(Raw entries)
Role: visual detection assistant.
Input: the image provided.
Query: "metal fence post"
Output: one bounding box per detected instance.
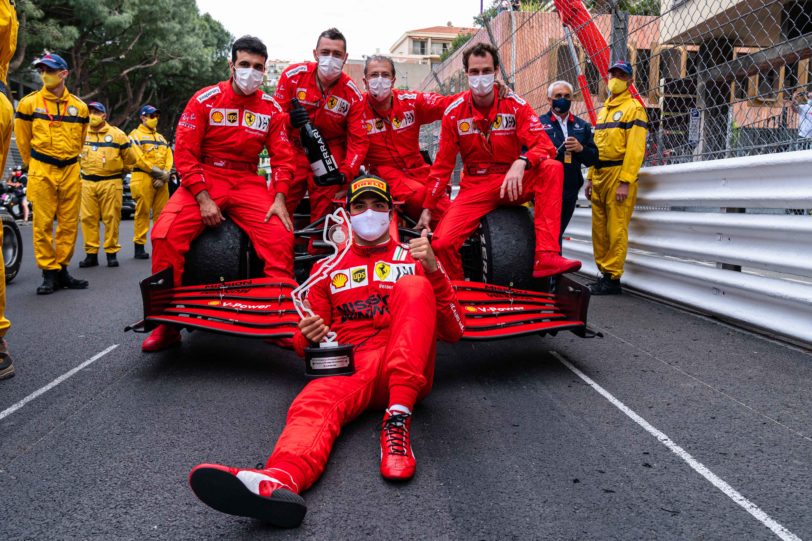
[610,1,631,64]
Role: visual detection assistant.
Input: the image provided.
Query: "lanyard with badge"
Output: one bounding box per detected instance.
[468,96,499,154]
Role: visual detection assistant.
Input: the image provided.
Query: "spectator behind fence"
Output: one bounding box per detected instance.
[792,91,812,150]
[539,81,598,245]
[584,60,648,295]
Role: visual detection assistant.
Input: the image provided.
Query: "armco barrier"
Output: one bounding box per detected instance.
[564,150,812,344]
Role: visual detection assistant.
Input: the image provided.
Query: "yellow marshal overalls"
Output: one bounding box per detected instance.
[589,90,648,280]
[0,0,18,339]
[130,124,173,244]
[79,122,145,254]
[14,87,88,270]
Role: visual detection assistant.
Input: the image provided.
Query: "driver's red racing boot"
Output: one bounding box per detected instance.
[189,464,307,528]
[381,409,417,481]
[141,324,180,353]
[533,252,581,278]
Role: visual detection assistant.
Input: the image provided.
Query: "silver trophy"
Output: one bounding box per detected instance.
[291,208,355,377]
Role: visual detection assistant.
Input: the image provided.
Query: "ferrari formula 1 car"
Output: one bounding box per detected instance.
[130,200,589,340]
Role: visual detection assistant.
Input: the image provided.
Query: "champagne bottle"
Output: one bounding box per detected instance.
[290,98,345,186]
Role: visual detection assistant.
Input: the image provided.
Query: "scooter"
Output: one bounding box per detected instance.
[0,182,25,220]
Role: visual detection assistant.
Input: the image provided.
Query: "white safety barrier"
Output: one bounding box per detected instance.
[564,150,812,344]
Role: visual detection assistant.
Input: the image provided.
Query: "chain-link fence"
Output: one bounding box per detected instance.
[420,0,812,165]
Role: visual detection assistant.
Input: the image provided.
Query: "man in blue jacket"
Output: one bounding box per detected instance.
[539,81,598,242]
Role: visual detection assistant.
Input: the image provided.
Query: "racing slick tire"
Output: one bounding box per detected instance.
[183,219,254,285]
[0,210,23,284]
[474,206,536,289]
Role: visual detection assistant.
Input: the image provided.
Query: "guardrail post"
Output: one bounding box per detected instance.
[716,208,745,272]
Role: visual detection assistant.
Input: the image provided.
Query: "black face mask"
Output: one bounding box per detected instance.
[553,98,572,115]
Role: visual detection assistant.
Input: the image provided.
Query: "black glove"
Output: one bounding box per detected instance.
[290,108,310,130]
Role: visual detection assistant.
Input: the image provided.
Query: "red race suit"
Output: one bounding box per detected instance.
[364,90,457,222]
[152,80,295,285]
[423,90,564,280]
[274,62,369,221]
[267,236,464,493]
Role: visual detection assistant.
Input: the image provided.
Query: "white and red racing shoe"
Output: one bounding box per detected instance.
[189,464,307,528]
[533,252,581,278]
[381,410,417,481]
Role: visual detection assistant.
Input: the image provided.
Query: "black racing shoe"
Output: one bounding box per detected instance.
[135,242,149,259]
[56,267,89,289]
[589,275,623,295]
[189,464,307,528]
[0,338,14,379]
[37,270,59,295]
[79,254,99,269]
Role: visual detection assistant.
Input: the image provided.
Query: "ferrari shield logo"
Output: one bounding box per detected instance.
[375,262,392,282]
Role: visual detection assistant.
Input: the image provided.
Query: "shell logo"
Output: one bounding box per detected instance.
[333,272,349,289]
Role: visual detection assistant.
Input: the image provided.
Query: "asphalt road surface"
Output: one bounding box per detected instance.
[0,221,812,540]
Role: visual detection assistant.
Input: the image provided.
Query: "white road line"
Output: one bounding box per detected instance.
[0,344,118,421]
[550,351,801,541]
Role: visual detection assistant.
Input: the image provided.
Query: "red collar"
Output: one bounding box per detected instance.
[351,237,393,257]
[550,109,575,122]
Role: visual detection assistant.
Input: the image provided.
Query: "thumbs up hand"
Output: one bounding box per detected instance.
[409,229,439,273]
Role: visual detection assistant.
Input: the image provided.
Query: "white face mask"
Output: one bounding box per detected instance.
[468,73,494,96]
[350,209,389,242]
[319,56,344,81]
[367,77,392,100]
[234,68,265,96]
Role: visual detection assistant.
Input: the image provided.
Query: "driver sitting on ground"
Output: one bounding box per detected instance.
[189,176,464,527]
==
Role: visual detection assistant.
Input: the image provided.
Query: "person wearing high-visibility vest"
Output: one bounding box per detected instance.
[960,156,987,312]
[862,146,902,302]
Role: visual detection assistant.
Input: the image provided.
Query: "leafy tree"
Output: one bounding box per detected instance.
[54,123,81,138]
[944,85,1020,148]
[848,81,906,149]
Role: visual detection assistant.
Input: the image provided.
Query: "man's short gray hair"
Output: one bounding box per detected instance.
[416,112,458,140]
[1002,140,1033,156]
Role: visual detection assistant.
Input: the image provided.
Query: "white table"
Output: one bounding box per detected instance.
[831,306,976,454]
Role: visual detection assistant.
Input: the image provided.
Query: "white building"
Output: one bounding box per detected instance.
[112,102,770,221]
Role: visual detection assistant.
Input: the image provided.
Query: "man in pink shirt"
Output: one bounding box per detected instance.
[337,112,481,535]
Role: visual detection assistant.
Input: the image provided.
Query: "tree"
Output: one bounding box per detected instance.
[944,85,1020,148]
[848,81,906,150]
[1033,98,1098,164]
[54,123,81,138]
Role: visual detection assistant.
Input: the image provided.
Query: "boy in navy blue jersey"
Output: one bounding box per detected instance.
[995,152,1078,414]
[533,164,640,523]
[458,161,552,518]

[WHAT THIS TASK INVOLVES] Collect each line of the entries above that contains the word "racing", and copy every such line in full.

[REPLY]
Query: "driver's red racing boot"
Query: "racing slick tire"
Query: "white and red racing shoe"
Query: "black racing shoe"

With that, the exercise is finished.